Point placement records
◇ ◇ ◇ ◇

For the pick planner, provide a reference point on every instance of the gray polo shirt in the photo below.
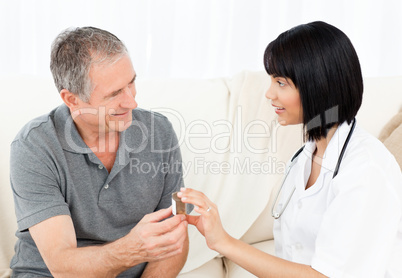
(53, 172)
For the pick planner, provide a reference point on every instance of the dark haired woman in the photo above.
(339, 213)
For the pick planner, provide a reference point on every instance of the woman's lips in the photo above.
(278, 110)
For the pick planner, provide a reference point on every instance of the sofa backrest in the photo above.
(224, 124)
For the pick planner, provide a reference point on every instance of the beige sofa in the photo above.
(232, 147)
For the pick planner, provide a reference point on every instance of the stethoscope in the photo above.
(276, 214)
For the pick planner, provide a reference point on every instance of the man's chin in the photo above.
(120, 126)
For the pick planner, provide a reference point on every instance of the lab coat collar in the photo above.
(329, 161)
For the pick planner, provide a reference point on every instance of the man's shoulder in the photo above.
(37, 127)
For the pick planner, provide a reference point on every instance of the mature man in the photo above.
(82, 210)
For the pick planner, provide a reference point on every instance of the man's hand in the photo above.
(149, 241)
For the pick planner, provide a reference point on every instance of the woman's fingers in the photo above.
(195, 197)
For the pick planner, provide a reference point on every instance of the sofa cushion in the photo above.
(391, 136)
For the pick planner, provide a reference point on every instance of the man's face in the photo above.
(112, 99)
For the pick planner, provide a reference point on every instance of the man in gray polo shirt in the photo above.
(93, 179)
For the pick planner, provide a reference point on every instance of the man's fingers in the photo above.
(159, 215)
(193, 219)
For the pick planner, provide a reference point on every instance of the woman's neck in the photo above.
(321, 144)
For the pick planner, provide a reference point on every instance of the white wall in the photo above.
(197, 38)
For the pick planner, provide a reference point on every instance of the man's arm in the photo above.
(167, 268)
(149, 241)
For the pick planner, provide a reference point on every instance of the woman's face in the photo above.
(286, 100)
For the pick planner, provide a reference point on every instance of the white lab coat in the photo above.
(349, 226)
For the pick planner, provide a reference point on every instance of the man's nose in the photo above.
(270, 94)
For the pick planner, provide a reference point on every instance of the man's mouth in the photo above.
(119, 114)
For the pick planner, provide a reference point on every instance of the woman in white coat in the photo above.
(340, 209)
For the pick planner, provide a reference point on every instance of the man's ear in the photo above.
(70, 99)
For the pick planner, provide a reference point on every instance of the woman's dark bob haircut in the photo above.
(323, 64)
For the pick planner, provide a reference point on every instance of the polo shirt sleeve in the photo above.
(361, 223)
(35, 186)
(174, 173)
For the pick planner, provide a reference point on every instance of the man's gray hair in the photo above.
(75, 51)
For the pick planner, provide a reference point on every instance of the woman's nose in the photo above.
(270, 94)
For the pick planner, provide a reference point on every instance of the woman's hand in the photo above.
(208, 223)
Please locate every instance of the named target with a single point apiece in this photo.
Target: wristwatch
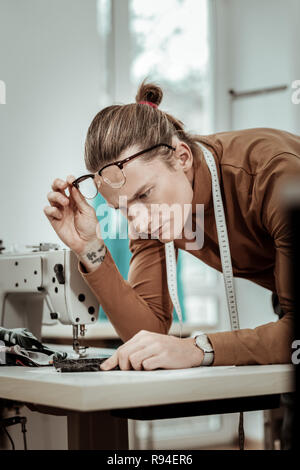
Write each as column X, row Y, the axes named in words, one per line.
column 202, row 342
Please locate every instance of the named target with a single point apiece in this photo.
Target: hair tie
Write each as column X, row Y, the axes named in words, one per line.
column 149, row 103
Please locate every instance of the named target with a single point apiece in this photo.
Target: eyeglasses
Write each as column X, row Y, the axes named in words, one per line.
column 112, row 174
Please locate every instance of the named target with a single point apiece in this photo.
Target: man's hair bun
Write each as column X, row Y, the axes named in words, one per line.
column 149, row 92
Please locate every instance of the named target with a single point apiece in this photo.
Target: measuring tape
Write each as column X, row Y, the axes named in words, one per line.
column 223, row 246
column 225, row 260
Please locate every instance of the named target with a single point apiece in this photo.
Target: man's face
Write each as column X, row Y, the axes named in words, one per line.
column 160, row 193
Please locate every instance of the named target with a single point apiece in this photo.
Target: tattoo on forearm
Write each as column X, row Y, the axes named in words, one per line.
column 93, row 256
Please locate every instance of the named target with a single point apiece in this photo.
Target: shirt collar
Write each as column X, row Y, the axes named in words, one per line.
column 202, row 190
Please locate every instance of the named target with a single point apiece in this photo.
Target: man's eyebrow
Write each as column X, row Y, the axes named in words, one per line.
column 137, row 193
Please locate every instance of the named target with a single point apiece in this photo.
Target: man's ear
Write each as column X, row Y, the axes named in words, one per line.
column 183, row 156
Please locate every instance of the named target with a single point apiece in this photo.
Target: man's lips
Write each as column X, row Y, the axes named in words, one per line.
column 158, row 231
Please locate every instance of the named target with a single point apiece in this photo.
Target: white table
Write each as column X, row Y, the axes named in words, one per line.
column 101, row 401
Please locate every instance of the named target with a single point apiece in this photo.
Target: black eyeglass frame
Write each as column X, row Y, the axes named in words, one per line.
column 119, row 164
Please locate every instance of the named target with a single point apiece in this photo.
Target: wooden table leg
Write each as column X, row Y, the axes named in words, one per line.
column 97, row 430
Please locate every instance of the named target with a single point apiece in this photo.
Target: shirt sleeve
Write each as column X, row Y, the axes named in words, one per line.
column 269, row 343
column 140, row 303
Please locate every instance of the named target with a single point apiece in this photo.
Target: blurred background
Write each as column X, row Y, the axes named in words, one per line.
column 222, row 64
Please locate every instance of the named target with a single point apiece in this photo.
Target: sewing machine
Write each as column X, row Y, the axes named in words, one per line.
column 43, row 286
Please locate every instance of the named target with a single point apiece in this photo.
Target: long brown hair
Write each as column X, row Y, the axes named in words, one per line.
column 118, row 127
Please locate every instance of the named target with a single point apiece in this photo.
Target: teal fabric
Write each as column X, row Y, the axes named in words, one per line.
column 119, row 249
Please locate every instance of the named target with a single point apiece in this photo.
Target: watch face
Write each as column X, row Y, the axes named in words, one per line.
column 203, row 343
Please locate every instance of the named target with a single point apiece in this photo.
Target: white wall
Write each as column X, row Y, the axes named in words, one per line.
column 257, row 46
column 50, row 62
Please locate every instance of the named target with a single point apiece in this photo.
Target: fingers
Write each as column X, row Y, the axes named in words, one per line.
column 52, row 213
column 133, row 353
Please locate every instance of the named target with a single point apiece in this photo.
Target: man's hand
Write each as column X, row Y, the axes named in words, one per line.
column 148, row 351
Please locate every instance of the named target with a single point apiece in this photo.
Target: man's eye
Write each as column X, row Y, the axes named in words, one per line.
column 146, row 194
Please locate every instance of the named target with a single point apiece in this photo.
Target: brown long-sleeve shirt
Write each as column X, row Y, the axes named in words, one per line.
column 252, row 165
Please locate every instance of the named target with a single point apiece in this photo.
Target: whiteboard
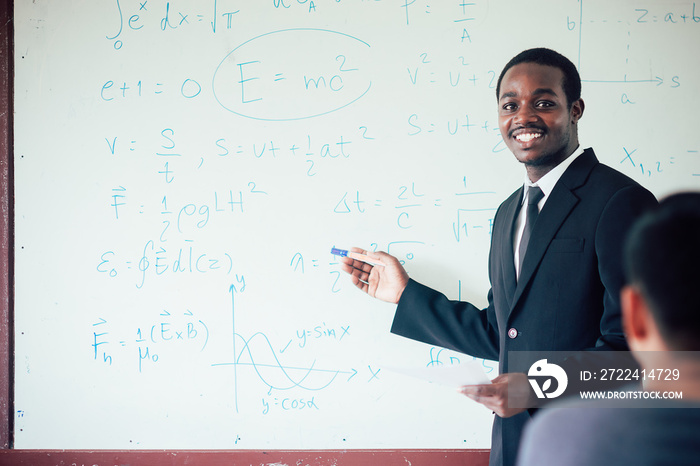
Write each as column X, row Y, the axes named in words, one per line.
column 182, row 170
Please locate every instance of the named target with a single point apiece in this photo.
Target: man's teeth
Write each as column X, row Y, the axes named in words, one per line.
column 527, row 137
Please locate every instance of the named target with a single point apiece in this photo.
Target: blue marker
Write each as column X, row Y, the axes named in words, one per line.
column 356, row 256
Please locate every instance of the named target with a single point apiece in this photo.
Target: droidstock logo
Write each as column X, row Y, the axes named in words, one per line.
column 545, row 372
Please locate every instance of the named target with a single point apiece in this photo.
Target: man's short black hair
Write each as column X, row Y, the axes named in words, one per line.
column 547, row 57
column 662, row 259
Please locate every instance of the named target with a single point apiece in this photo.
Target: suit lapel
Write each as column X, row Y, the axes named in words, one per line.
column 559, row 205
column 507, row 261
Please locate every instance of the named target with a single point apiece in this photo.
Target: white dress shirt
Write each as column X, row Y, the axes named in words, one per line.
column 546, row 184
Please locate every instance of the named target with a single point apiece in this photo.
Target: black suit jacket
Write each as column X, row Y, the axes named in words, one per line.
column 567, row 297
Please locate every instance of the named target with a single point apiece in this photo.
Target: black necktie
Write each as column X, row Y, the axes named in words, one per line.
column 534, row 196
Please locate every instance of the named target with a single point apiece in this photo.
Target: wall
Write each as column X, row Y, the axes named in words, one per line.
column 182, row 170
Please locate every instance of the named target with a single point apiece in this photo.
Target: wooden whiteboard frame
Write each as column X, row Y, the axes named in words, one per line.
column 8, row 455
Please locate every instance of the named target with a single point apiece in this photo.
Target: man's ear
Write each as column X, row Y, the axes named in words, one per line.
column 577, row 111
column 635, row 316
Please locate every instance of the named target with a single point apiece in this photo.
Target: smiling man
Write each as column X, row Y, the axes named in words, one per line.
column 555, row 261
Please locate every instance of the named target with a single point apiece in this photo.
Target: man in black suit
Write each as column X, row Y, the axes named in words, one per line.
column 555, row 260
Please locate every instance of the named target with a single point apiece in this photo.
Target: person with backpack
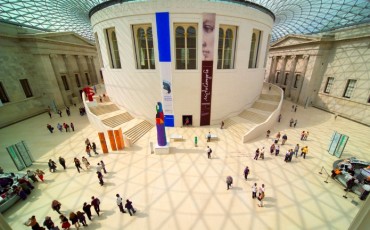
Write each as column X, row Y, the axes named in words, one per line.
column 209, row 152
column 229, row 182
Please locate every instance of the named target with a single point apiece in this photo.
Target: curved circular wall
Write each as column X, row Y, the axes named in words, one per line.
column 204, row 60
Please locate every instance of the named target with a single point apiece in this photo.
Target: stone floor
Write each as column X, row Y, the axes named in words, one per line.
column 185, row 190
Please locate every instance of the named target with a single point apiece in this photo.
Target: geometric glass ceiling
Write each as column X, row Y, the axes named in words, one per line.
column 291, row 16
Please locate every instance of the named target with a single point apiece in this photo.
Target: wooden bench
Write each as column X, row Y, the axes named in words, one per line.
column 176, row 137
column 213, row 136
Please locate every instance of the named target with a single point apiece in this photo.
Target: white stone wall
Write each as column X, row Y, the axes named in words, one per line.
column 25, row 54
column 139, row 90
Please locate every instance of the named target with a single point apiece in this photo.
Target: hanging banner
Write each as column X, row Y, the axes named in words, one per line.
column 209, row 21
column 165, row 69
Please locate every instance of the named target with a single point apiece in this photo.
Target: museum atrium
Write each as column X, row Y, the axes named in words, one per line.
column 310, row 63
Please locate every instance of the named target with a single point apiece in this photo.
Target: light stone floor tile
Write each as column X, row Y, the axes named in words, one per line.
column 185, row 190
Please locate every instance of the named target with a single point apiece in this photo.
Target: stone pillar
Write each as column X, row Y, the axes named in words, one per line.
column 282, row 70
column 273, row 69
column 79, row 59
column 305, row 63
column 4, row 225
column 291, row 75
column 68, row 61
column 54, row 64
column 91, row 66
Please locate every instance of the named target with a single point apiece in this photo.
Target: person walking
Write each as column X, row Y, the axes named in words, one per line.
column 77, row 164
column 277, row 150
column 50, row 128
column 88, row 149
column 56, row 205
column 254, row 191
column 48, row 223
column 246, row 172
column 81, row 217
column 60, row 127
column 62, row 161
column 95, row 202
column 284, row 139
column 100, row 177
column 256, row 154
column 93, row 146
column 209, row 152
column 272, row 148
column 296, row 149
column 32, row 222
column 32, row 175
column 229, row 182
column 261, row 195
column 52, row 165
column 268, row 133
column 119, row 203
column 129, row 207
column 87, row 209
column 304, row 152
column 74, row 219
column 262, row 153
column 87, row 142
column 40, row 174
column 103, row 166
column 86, row 162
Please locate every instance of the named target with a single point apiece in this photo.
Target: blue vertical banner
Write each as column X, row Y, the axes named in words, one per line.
column 165, row 69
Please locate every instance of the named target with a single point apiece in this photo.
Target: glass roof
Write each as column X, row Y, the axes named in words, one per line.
column 292, row 16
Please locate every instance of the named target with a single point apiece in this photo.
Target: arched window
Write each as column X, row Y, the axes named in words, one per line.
column 255, row 45
column 144, row 46
column 186, row 46
column 226, row 47
column 114, row 58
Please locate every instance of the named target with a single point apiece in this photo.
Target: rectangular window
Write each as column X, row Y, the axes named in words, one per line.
column 267, row 50
column 226, row 47
column 186, row 46
column 113, row 52
column 143, row 38
column 277, row 77
column 3, row 95
column 87, row 78
column 65, row 82
column 26, row 87
column 349, row 88
column 296, row 80
column 255, row 46
column 78, row 80
column 329, row 84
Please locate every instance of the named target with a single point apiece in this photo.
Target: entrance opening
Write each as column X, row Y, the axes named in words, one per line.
column 187, row 120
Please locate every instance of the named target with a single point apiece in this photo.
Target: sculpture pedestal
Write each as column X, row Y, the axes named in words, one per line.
column 162, row 149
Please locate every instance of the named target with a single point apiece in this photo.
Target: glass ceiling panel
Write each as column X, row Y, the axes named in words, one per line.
column 292, row 16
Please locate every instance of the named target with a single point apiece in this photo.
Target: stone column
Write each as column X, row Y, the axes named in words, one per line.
column 282, row 70
column 291, row 75
column 90, row 65
column 272, row 69
column 68, row 61
column 54, row 64
column 79, row 59
column 305, row 63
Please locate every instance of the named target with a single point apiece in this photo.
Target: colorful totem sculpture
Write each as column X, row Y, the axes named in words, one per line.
column 89, row 92
column 159, row 121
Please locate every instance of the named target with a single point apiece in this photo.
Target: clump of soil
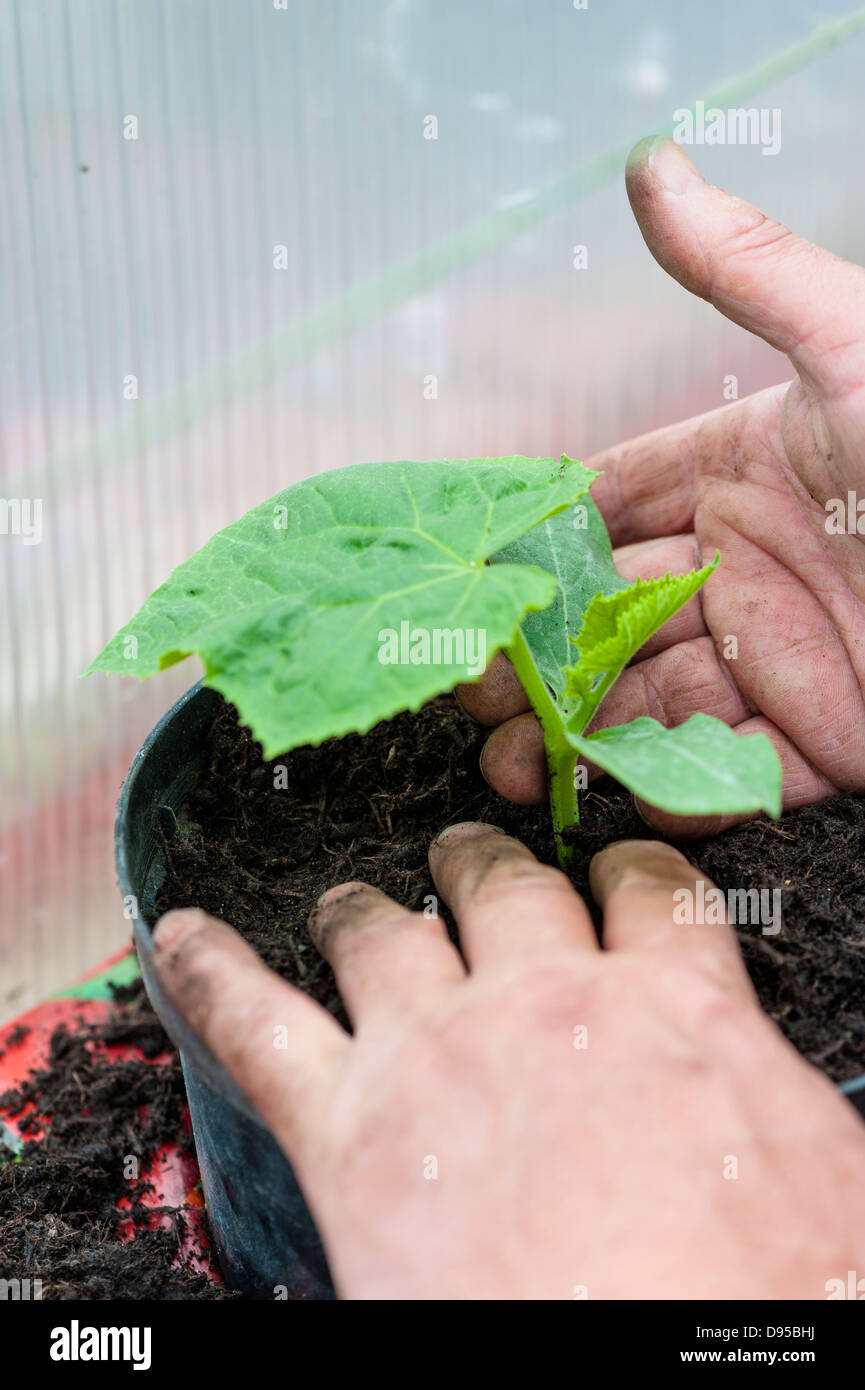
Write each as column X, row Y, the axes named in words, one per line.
column 259, row 843
column 59, row 1218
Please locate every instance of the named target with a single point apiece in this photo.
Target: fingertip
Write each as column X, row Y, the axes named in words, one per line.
column 175, row 927
column 686, row 827
column 454, row 836
column 661, row 163
column 650, row 858
column 495, row 697
column 513, row 761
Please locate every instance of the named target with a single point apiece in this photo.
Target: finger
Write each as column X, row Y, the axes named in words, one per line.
column 383, row 955
column 497, row 697
column 672, row 685
column 280, row 1047
column 803, row 786
column 505, row 902
column 657, row 902
column 652, row 559
column 513, row 761
column 796, row 296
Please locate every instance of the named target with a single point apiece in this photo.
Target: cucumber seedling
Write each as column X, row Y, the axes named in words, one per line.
column 365, row 591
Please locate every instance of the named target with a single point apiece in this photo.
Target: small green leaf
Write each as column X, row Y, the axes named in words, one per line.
column 575, row 546
column 287, row 606
column 615, row 626
column 701, row 767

◇ ◇ ◇ ◇

» **Set problem**
Report every line of the records that contains the word "whiteboard", copying each such line in full.

» **Solution to the problem**
Target: whiteboard
Target: wooden whiteboard frame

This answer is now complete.